§ **Extracted entries**
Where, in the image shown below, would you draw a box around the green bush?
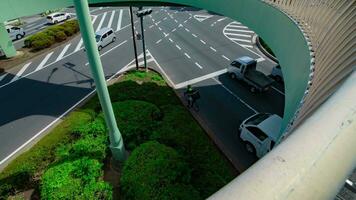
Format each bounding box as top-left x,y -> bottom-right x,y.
120,141 -> 199,200
0,111 -> 92,199
113,100 -> 160,150
40,157 -> 112,200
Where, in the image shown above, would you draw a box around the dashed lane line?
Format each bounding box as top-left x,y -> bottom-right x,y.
10,62 -> 32,83
35,52 -> 54,71
195,62 -> 203,69
116,9 -> 123,31
210,47 -> 216,52
108,10 -> 115,28
56,43 -> 71,61
184,53 -> 190,59
212,78 -> 258,114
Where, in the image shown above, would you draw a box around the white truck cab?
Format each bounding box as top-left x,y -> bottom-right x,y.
239,113 -> 282,158
46,12 -> 71,24
6,25 -> 26,40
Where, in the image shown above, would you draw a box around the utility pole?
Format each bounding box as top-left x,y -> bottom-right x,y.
136,7 -> 152,71
130,6 -> 138,70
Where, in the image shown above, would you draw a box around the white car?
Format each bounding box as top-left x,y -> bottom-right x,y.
95,27 -> 116,51
239,113 -> 282,158
6,26 -> 26,40
47,12 -> 71,24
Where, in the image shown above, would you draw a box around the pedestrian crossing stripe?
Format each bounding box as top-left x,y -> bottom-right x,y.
194,15 -> 213,22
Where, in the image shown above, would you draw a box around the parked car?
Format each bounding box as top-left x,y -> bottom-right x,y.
239,113 -> 282,158
47,12 -> 71,24
95,27 -> 116,51
271,64 -> 283,82
228,56 -> 274,93
6,26 -> 26,40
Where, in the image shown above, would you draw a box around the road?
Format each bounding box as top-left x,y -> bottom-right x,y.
0,7 -> 284,171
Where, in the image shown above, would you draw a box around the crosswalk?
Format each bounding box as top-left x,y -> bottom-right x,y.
0,9 -> 130,88
223,21 -> 255,48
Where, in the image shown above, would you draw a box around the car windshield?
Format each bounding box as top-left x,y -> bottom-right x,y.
246,113 -> 271,125
95,35 -> 101,42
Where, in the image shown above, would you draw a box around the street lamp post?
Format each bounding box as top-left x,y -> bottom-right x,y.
136,7 -> 152,71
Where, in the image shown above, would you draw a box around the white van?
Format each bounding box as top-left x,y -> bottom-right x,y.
46,12 -> 71,24
239,113 -> 282,158
6,26 -> 26,40
95,27 -> 116,51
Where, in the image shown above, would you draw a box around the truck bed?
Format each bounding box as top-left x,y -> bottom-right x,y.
245,70 -> 274,88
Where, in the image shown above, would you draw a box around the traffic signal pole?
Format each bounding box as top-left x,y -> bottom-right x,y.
130,6 -> 138,70
73,0 -> 126,161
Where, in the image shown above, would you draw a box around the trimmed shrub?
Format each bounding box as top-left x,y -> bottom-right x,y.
113,100 -> 161,150
40,157 -> 112,200
120,141 -> 199,200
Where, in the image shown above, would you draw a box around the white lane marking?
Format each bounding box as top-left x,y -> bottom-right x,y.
256,57 -> 265,62
175,69 -> 227,89
225,32 -> 252,38
184,53 -> 190,59
212,78 -> 258,113
35,52 -> 54,71
230,38 -> 251,43
222,55 -> 230,61
56,43 -> 71,61
95,12 -> 108,32
108,10 -> 115,28
116,9 -> 123,31
74,38 -> 83,52
272,86 -> 284,96
10,62 -> 32,83
240,44 -> 253,49
218,17 -> 226,22
85,40 -> 127,66
0,73 -> 7,82
225,28 -> 253,33
229,25 -> 248,29
195,62 -> 203,69
0,20 -> 138,89
210,47 -> 216,52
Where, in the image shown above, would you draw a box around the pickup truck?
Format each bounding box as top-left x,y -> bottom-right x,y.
228,56 -> 274,93
239,113 -> 282,158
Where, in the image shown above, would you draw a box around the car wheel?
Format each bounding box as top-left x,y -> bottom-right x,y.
230,73 -> 236,79
250,86 -> 256,93
245,142 -> 256,155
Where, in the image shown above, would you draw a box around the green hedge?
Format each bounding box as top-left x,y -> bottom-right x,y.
40,157 -> 112,200
120,141 -> 199,200
24,20 -> 79,51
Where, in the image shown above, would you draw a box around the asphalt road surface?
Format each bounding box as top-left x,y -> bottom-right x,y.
0,7 -> 284,171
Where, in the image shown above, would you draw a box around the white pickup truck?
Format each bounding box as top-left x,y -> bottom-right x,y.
228,56 -> 274,92
239,113 -> 282,158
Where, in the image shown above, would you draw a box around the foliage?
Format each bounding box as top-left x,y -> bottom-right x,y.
120,141 -> 198,199
113,100 -> 160,150
40,157 -> 112,200
25,20 -> 79,51
0,110 -> 92,199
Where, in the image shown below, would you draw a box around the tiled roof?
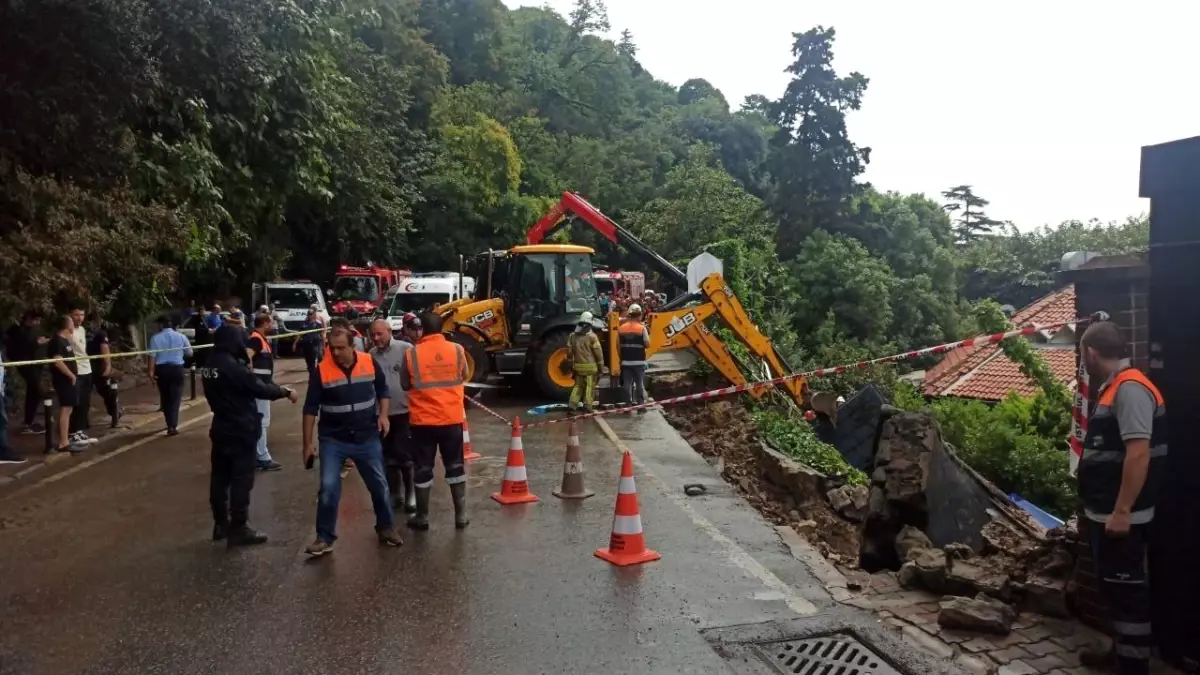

§ **Stated exercise**
Please copy all of the data above word for word, leaving out the pictures.

§ **Solution to this task**
Where, in the image shown below, would you draw a box around the green bush?
Format each bounding box as top-left x,y -> bottom-right x,y.
120,141 -> 199,200
0,111 -> 92,199
113,100 -> 160,150
40,157 -> 112,200
Where, in the image shown above, would you draw a box around the dashed lane line?
Format each bounding box as top-left x,y -> bottom-right x,y.
10,62 -> 32,83
35,52 -> 54,71
195,62 -> 203,69
116,9 -> 123,31
210,47 -> 216,52
108,10 -> 115,28
56,43 -> 71,61
184,53 -> 190,59
212,78 -> 258,114
Where, in the image shown above, would you draw a box around the white truck cab?
Format each bounding box as top-left x,y -> bottom-right x,y.
239,113 -> 282,158
46,12 -> 71,24
6,25 -> 26,40
Where, in the image shown above, would you draw a box around the utility pole?
Format each bounding box as top-left x,y -> bottom-right x,y.
136,7 -> 152,71
130,6 -> 138,70
Where, in the image shown above, would you draw a box around the white car?
Format each bounding box as top-left x,y -> bottom-right x,y.
95,27 -> 116,51
239,113 -> 282,158
6,26 -> 26,40
47,12 -> 71,24
Where, in the image shown above, would you draw a box around the pedestrian crossing stripe?
Format each bounding box as top-left x,y -> bottom-right x,y.
194,15 -> 213,22
Where, in the image shown above, would you draw a box around the parked car?
Format each bounding box as top-left x,y -> bottom-right x,y.
239,113 -> 282,158
47,12 -> 71,24
95,27 -> 116,51
271,64 -> 283,82
228,56 -> 274,93
6,26 -> 26,40
Where, in the image shown above, would you draw a box around the road?
Format each bounding box as top-left x,y -> bottom-right x,y.
0,7 -> 284,171
Where, in the image shown above, would you draw a box around the crosswalk?
Format each bounding box as top-left x,y -> bottom-right x,y.
0,9 -> 130,88
223,21 -> 255,48
Where, in the image shown above, would you draw a box around the car windshield?
Format each bounding box as top-left x,y -> bottom-right x,y.
246,113 -> 271,125
95,35 -> 101,42
Where, in the image shown above, would you draw a box around the street lamp post?
Format each bounding box as top-left x,y -> bottom-right x,y.
136,7 -> 152,71
Where, in the image shown above, would you draw a box around the white van?
Format each bounding box as top-left x,y -> bottom-right x,y.
46,12 -> 71,24
239,113 -> 282,158
6,26 -> 26,40
95,27 -> 116,51
Where, in the image shown above, would you draw a box around the truck bed?
Format each bounding box as top-left x,y -> bottom-right x,y.
245,70 -> 274,88
Where, in the image shown above, would you draw a box around the traffic signal pole?
Format each bounding box as top-left x,y -> bottom-right x,y.
130,6 -> 138,70
73,0 -> 126,161
Where, in the image shown above, would you draw a box around the trimmed shrub?
Format each bounding box as top-left x,y -> bottom-right x,y.
113,100 -> 161,150
40,157 -> 112,200
120,141 -> 199,200
Where, in the image shown above, would you draw a box around the white lane marking?
Format each bounding box as top-left x,y -> bottom-right x,y.
256,57 -> 265,62
175,69 -> 227,89
225,32 -> 252,38
184,53 -> 190,59
212,78 -> 258,113
35,52 -> 54,71
230,38 -> 251,43
222,55 -> 230,61
56,43 -> 71,61
95,12 -> 108,32
108,10 -> 115,28
116,9 -> 123,31
74,38 -> 83,52
272,86 -> 284,96
10,62 -> 32,83
240,44 -> 253,49
218,17 -> 226,22
85,40 -> 127,66
0,73 -> 7,82
225,28 -> 253,33
229,25 -> 248,29
195,62 -> 203,69
0,20 -> 138,89
210,47 -> 216,52
Where, in the image shown above, would you draw a box around the pickup truck?
Format each bounding box as top-left x,y -> bottom-right x,y.
228,56 -> 274,93
239,113 -> 282,158
Where, in the image shown above, would you draw a box around the car wheel?
Format each bounding box as top-left x,y -> bottom-right x,y.
230,73 -> 236,79
250,86 -> 256,93
245,142 -> 256,155
Where, in the image shown above, would you draw a box around the green hedge?
Format each bounding box as top-left x,y -> bottom-right x,y.
40,157 -> 112,200
120,141 -> 199,200
24,20 -> 79,51
Where, in the image shown above, would you draw a box around the asphalt road surface?
Format each bounding box as top-left x,y -> bottom-right x,y.
0,7 -> 284,171
Where, in the image shown above, would you draw a box around the white pickup truck?
Format each bounding box as top-left x,y -> bottom-right x,y.
228,56 -> 274,92
239,113 -> 282,158
Where, in the image shown above, would you draw a box around the foliage?
Format each bounding box as top-left x,y -> bottom-right x,y.
120,141 -> 198,199
113,100 -> 160,150
40,157 -> 112,200
25,20 -> 79,51
0,110 -> 92,199
Where, in the image shown below, would you draw a box around the tiled roof?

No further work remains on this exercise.